→ WHAT TO WORK ON
All of the data must be returned exactly as given.

[Region pointing data]
========

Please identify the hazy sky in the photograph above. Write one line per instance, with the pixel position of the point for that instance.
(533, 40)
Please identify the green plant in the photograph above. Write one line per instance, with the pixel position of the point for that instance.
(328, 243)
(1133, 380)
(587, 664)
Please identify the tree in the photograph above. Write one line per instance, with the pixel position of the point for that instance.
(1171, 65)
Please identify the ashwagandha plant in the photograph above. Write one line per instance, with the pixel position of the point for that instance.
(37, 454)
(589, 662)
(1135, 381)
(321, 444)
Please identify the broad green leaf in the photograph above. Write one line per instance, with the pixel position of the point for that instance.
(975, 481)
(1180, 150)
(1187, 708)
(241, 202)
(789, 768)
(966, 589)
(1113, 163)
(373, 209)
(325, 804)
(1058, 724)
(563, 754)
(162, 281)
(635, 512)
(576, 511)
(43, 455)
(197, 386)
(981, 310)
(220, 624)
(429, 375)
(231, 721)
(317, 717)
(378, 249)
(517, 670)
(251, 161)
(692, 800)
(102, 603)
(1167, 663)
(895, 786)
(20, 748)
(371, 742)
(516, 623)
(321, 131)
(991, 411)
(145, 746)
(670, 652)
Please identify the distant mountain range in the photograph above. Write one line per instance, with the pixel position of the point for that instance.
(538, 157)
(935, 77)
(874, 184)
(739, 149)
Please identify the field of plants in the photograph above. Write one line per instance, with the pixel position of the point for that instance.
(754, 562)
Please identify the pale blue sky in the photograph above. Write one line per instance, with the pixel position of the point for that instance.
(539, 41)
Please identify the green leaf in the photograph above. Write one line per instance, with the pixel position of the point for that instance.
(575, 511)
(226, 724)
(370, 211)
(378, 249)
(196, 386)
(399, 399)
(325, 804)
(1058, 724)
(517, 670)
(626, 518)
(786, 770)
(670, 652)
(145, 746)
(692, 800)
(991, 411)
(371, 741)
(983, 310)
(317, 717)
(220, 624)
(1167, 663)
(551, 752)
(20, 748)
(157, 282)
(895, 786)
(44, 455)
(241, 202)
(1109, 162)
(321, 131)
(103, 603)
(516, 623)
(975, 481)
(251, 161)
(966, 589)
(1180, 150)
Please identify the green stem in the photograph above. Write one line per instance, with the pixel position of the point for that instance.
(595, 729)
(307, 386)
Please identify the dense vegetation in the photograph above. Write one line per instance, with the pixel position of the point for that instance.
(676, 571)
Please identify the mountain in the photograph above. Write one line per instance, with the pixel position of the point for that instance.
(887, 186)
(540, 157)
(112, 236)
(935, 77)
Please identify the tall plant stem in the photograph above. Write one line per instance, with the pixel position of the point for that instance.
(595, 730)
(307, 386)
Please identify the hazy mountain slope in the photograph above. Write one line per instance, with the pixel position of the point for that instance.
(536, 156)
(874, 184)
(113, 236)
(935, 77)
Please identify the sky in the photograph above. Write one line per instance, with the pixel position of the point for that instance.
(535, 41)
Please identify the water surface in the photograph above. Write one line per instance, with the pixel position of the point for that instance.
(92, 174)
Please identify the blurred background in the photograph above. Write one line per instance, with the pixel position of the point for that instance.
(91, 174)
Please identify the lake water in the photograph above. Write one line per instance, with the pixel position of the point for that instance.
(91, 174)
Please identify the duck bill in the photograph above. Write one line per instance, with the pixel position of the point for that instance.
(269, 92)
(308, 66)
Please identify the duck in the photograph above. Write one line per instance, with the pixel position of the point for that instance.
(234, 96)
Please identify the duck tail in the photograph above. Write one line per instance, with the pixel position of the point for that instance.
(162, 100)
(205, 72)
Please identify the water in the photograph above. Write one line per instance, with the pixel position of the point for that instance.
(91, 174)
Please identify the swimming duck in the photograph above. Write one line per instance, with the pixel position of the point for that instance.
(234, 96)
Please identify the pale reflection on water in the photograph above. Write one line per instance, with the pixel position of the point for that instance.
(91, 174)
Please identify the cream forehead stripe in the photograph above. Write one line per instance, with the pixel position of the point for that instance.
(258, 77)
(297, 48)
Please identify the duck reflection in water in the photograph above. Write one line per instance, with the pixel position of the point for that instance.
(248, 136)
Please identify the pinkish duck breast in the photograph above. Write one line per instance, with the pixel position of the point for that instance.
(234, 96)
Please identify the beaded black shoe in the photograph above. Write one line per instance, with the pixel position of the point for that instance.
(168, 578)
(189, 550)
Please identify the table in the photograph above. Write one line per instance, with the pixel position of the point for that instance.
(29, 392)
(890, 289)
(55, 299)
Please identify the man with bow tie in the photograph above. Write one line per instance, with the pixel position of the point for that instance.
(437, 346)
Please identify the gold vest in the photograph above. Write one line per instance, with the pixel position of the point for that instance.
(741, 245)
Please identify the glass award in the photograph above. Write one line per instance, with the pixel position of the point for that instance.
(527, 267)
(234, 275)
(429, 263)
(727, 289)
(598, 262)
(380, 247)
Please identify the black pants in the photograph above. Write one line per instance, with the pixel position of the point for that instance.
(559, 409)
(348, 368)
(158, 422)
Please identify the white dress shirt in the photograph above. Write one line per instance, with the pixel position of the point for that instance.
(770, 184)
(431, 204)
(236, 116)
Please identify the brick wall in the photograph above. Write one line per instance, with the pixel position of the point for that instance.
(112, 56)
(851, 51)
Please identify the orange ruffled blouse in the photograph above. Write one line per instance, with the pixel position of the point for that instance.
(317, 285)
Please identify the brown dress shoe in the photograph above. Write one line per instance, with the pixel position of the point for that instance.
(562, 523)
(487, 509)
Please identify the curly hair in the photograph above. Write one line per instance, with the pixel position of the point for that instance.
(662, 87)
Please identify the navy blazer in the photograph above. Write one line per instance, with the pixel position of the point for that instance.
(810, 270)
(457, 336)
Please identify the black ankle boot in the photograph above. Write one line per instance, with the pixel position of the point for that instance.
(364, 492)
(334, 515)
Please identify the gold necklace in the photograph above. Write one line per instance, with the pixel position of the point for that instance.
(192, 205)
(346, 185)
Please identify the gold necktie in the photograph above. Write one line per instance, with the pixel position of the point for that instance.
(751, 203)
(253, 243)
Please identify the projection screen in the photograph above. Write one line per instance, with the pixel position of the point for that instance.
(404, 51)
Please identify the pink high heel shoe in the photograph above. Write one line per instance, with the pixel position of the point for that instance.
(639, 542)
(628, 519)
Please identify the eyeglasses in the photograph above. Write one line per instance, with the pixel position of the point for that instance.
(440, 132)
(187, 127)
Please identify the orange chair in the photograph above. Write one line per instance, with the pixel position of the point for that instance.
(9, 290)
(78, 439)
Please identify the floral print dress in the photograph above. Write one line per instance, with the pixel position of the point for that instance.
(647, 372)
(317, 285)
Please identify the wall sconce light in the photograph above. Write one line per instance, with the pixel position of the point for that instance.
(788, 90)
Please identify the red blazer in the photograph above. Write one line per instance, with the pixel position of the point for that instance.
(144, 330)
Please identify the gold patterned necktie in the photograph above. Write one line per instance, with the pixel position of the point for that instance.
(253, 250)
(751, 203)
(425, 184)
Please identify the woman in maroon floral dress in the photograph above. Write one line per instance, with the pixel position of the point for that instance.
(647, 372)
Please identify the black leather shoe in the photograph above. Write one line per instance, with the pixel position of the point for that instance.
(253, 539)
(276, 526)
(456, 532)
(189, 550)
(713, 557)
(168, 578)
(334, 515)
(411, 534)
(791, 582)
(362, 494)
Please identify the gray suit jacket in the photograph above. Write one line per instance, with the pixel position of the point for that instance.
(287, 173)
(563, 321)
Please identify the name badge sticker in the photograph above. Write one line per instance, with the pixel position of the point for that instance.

========

→ ANSWER TO THE PROBLEM
Please identify the hazy sky in the photograph above. Write one line per instance, with the pixel position of the point for that instance.
(533, 40)
Please identify the green plant in the photograph above. Write one line per instance, with the pixel position of the point for that instance.
(328, 243)
(1133, 380)
(587, 664)
Please identify the tree in the photograph above. Write one line per instance, with the pixel position of the point for that instance.
(1171, 65)
Please identify the ashwagandha plant in the photograph above. Write one line per instance, with the pixel position of the point for that instance.
(37, 454)
(589, 662)
(1135, 381)
(321, 444)
Please identify the broad green leaf in the photograph above. Write one line per instance, with the pixel position of the point for that instance.
(975, 481)
(1180, 150)
(1187, 708)
(241, 202)
(789, 768)
(966, 589)
(1113, 163)
(373, 209)
(325, 804)
(1058, 724)
(563, 754)
(162, 281)
(635, 512)
(576, 511)
(43, 455)
(197, 386)
(981, 310)
(220, 624)
(429, 375)
(231, 721)
(317, 717)
(378, 249)
(517, 670)
(251, 161)
(692, 800)
(102, 603)
(1167, 663)
(895, 786)
(20, 748)
(371, 742)
(516, 623)
(321, 131)
(991, 411)
(145, 746)
(670, 652)
Please identify the distant mountain range in the photograph above. Write one line per instance, with the pixel position of the point for that instance.
(538, 157)
(935, 77)
(874, 184)
(739, 149)
Please identify the field of plants in the photograph above. Write one line per instance, with the pixel position of the point for that instance.
(754, 562)
Please identify the pale blue sky in the photograph above. Write one line per instance, with the pixel position of the point for that instance.
(539, 41)
Please identify the green leaf in the photograph above. Write one line per instance, with the pixel position of the point for that instance.
(575, 511)
(226, 724)
(370, 211)
(378, 249)
(196, 386)
(399, 399)
(325, 804)
(1058, 724)
(517, 670)
(626, 518)
(786, 770)
(670, 652)
(145, 746)
(692, 800)
(991, 411)
(371, 741)
(983, 310)
(317, 717)
(220, 624)
(1167, 663)
(551, 752)
(20, 748)
(157, 282)
(895, 786)
(44, 455)
(241, 202)
(1109, 162)
(321, 131)
(103, 603)
(516, 623)
(975, 481)
(251, 161)
(966, 589)
(1180, 150)
Please identify the green stem in the photograph above. Write one line per instance, with the pixel position of the point for that instance.
(595, 729)
(307, 386)
Please identify the dense vegetation in the photograph above. Write one line per instance, with the pixel position of the point for that instance.
(676, 571)
Please identify the mountain in the photograph above. Write one line per instance, with the pixel position of the point for that instance.
(887, 186)
(540, 157)
(112, 236)
(935, 77)
Please identify the tall plant stem in the photograph above. Write one line per instance, with the pixel position of the point for that instance.
(595, 730)
(307, 386)
Please identify the hazy mountain slope in the photograph above. Write one line per instance, with the pixel position of the point for that instance.
(536, 156)
(874, 184)
(113, 236)
(935, 77)
Please identify the sky in the photograph above. Write one line per instance, with the pixel position of the point for that instance.
(535, 41)
Please identify the water surface in the photograph above. Write one line per instance, with the pixel position of the point for that instance.
(92, 174)
Please identify the blurred background in the photograph above. Write one line per instance, with the pixel position of the point for that instance.
(91, 174)
Please identify the lake water in the photograph above. Write one line per instance, with the pixel position of the point for that instance.
(91, 174)
Please identify the duck bill in the photograph above. Write one line per instance, with the pixel position of the point for that instance.
(269, 92)
(308, 66)
Please identify the duck in the photograph above. Write one line per instance, with the pixel position of the point for that instance.
(234, 96)
Please identify the duck tail in the photograph above. Write one line per instance, with the pixel position of the point for that instance.
(162, 100)
(205, 72)
Please identify the water in the photograph above. Write one line per instance, with the pixel position of the point for that instance.
(91, 174)
Please identify the swimming duck in the photograph above. Write one line per instance, with the pixel position of the point for that instance.
(234, 96)
Please identify the pale reflection on water in the photograph above. Write one line per instance, with the pixel position of the point for that instance.
(91, 174)
Please identify the cream forehead stripe in the photograph above. Write one line per instance, with the pixel position of the point for that instance.
(258, 77)
(297, 48)
Please identify the duck reflection in water in the photograph above. Write one line per instance, with the pixel position of the point for that instance.
(248, 136)
Please identify the pinkish duck breast in the photograph above. Write one line per instance, with the pixel position of the point for that instance.
(234, 96)
Please identify the beaded black shoe in the photograph above. Write one line per instance, with the pixel position of the point for that instance.
(168, 578)
(189, 550)
Please identify the table in the photograph above. Write one line per instance, with the pixel position of the point for that instance.
(29, 392)
(890, 289)
(55, 299)
Please identify the man with bow tie in the photograph above. Write one line per instance, with the pixel position of the point for that instance.
(437, 346)
Please identify the gold vest in the photograph above. Write one line per instance, with the pixel position of the point for that instance.
(741, 245)
Please identify the glass award in the photograph above. Write one line per instance, with the pixel position of the point for that instance.
(527, 267)
(234, 275)
(429, 263)
(727, 289)
(598, 262)
(380, 247)
Please identify the black pants in the photograph above. Write one line per instance, with the pixel position of the point for that instance.
(559, 409)
(348, 368)
(158, 422)
Please identify the white dress shirt in the photograph above. Write one line per instance, with the pixel position of the point for that instance.
(770, 184)
(431, 204)
(236, 116)
Please identify the brick wall in the photograph above. Write one line per instance, with the pixel position of the point for that instance.
(112, 56)
(851, 51)
Please identify the orange ruffled blouse in the photograph above. Write one line per instance, with the pixel position of the point for that instance.
(317, 285)
Please identify the brown dress shoe in the photograph above. Write one line per instance, with the pixel position of the point for that instance.
(562, 523)
(487, 509)
Please identify the curly hair in the photograph above. Write one line per instance, with the pixel position of the point for that instance.
(662, 87)
Please identify the navy blazer in the photograph above. Write one line per instance, with the pixel position of the point for that instance.
(810, 270)
(457, 336)
Please identify the black ankle boot in the photograph above. Write one line per instance, with the pixel position of the point for that instance.
(364, 492)
(334, 515)
Please identify the gold necklace in the photograph above. Write one line per instance, with the pixel position of the point for that instance.
(192, 205)
(346, 185)
Please identify the gold necktie in the photograph above. Write one line per instance, with the pixel position of the point for that instance.
(751, 203)
(253, 243)
Please identify the projection screen in the photograph above. Write one line per instance, with the pixel position of the point for that instance.
(404, 51)
Please identify the pink high heel shoe in the photograph above. Write one line per instance, with the pixel position of the point for that instance.
(639, 542)
(628, 519)
Please identify the eyeglasses in the photograph above. Write one line per instance, with the pixel position of the point for that instance.
(440, 132)
(187, 127)
Please identify the orange chair in the photograph above. Write one line per instance, with the pixel position of the point for that instance.
(9, 290)
(78, 439)
Please identify the floral print dress in the photograph above. Write one line per instance, with the pixel position of the point for that instance.
(647, 372)
(317, 285)
Please identify the wall sconce light in the photograph above. Write one line per instance, with the pixel position of the point for that instance.
(788, 90)
Please identify the red blazer in the photograph above. Write one line per instance, with the pixel position of the point for that instance.
(144, 330)
Please identify the gold patterned necktie in the photograph above. Write one line per instance, with the pixel position of the point for that instance.
(253, 250)
(751, 203)
(425, 184)
Please identify the woman in maroon floral dress in the photograph above. Write one line per instance, with the pixel position of the point for that instance.
(647, 372)
Please identify the black leather shoe in the photograph above. Write one line per instance, with the pixel position of the point for that instance.
(253, 539)
(276, 526)
(456, 532)
(189, 550)
(713, 557)
(168, 578)
(334, 515)
(411, 534)
(791, 582)
(362, 494)
Please identify the gray suit jacket in the photograph above. Write one line per instance, with the pixel position of the point for that instance.
(287, 173)
(563, 321)
Please identify the name badge sticker in the photograph above. Write one line per instance, with the pixel position of the point for that instance.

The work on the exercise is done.